| EXERCISE MATERIALS |

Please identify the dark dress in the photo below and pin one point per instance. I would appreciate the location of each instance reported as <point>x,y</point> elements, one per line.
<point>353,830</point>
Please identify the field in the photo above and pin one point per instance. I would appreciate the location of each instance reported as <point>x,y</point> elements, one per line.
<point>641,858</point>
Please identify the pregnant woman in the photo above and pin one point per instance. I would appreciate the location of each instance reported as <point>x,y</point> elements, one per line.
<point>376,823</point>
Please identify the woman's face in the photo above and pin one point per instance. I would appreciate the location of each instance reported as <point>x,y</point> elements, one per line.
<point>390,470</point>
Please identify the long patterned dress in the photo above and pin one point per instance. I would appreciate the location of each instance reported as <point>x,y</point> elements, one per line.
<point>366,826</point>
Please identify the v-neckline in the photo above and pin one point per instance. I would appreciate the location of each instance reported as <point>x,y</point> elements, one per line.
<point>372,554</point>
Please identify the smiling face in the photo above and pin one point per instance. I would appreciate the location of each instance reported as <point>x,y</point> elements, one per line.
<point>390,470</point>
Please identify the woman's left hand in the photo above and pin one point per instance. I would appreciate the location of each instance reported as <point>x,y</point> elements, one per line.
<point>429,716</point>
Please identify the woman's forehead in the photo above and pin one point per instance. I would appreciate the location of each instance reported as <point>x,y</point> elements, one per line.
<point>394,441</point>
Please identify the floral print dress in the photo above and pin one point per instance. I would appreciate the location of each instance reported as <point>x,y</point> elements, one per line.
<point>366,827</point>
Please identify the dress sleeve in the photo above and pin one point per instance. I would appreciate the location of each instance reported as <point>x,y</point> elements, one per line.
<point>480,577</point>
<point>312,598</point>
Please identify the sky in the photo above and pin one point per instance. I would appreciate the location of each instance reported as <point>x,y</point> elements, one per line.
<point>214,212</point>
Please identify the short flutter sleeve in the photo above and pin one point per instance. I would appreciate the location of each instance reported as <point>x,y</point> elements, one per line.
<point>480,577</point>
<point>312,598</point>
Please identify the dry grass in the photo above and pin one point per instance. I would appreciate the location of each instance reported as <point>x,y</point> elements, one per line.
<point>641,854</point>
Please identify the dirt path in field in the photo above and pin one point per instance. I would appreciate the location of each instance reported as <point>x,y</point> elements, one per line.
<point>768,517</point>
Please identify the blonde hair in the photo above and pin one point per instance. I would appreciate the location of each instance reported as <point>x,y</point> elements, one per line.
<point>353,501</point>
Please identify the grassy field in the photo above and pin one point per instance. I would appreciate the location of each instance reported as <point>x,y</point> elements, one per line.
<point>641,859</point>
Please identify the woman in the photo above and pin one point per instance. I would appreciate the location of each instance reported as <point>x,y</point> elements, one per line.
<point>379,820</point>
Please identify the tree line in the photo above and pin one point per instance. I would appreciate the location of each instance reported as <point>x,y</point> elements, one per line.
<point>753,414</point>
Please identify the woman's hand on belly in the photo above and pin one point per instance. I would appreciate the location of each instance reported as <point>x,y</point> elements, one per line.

| THE PROBLEM |
Reproduce each record exactly, leaving nothing out.

| ANSWER BOX |
Please identify the dark dress in the photo below and pin one point per instance. I would appreciate the location of each instance reported as <point>x,y</point> elements, one per line.
<point>353,830</point>
Please identify the field in the photo above and pin one point per instance. I would appreciate the location of each instance reported as <point>x,y</point> elements, one per line.
<point>641,858</point>
Please identify the pregnant woman in the photo above and pin one point per instance. I would appreciate the location of each instance reported as <point>x,y</point> elements, one per line.
<point>376,823</point>
Please identify the woman's face in the photo above and pin one point per instance. I would appreciate the location of each instance reported as <point>x,y</point> elements, one per line.
<point>390,470</point>
Please identify the long patterned dress in the photo above and pin one point per instance. I would appreciate the location of each instance reported as <point>x,y</point> elements, one per line.
<point>366,826</point>
Please identify the v-neckline in the photo above and pin one point per instance. I would appreciate the location of each instance reported as <point>x,y</point> elements, one per line.
<point>372,554</point>
Please identify the smiling face in the photo above and pin one point per instance. I would appreciate the location of each instance reported as <point>x,y</point> elements, one per line.
<point>390,470</point>
Please identify the woman's left hand in the photo above and pin one point per instance. I would appreciate the location of each instance reported as <point>x,y</point> elements, one per line.
<point>429,716</point>
Please identify the woman's forehead in the photo above and pin one point per instance. I would appreciate the location of each instance reported as <point>x,y</point> elements, one per line.
<point>394,441</point>
Please identify the floral print dress in the photo above and pin one point per instance. I would appreciate the location of each instance reported as <point>x,y</point> elements, one per line.
<point>366,827</point>
Please identify the dress sleeve in the photo above and pin one point per instance. I would appreciate the location of each instance reported as <point>x,y</point> elements, one per line.
<point>480,577</point>
<point>312,598</point>
Please identify the sky in the photo above and pin one point per instance. I would appreciate the location of each instance reported as <point>x,y</point> elements, one per line.
<point>214,212</point>
Please identify the short flutter sleeve in the photo above and pin one point per instance. I would appreciate the location of each instance reported as <point>x,y</point> elements, one per line.
<point>480,577</point>
<point>312,598</point>
Please identify the dry grass in the photo above and pin one point per instance. I would appreciate the location of each instance reported as <point>x,y</point> elements, one per line.
<point>641,854</point>
Please identify the dirt path in field in the photo above and pin one point per instance. I would appreciate the location of each instance reported as <point>x,y</point> elements, one per line.
<point>768,517</point>
Please identify the blonde hair in the photo above and pin one point per instance. I would appreciate the location of each instance reported as <point>x,y</point> elements, one per line.
<point>353,501</point>
Please identify the grassy field in the photo above and pin one point per instance. I would appreciate the location of each instance reported as <point>x,y</point> elements, one per line.
<point>641,859</point>
Please identify the woman in the photo above and pin one point per instance. I would appreciate the location of each instance reported as <point>x,y</point> elements, one per line.
<point>379,820</point>
Please identify the tree line in the photo above and pin one point per instance. I would appreciate the location of each instance reported as <point>x,y</point> elements, one per line.
<point>753,414</point>
Please identify the woman's hand on belly in the photo above and pin one point per instance. I would appreciate the location of each instance reported as <point>x,y</point> elements, one per line.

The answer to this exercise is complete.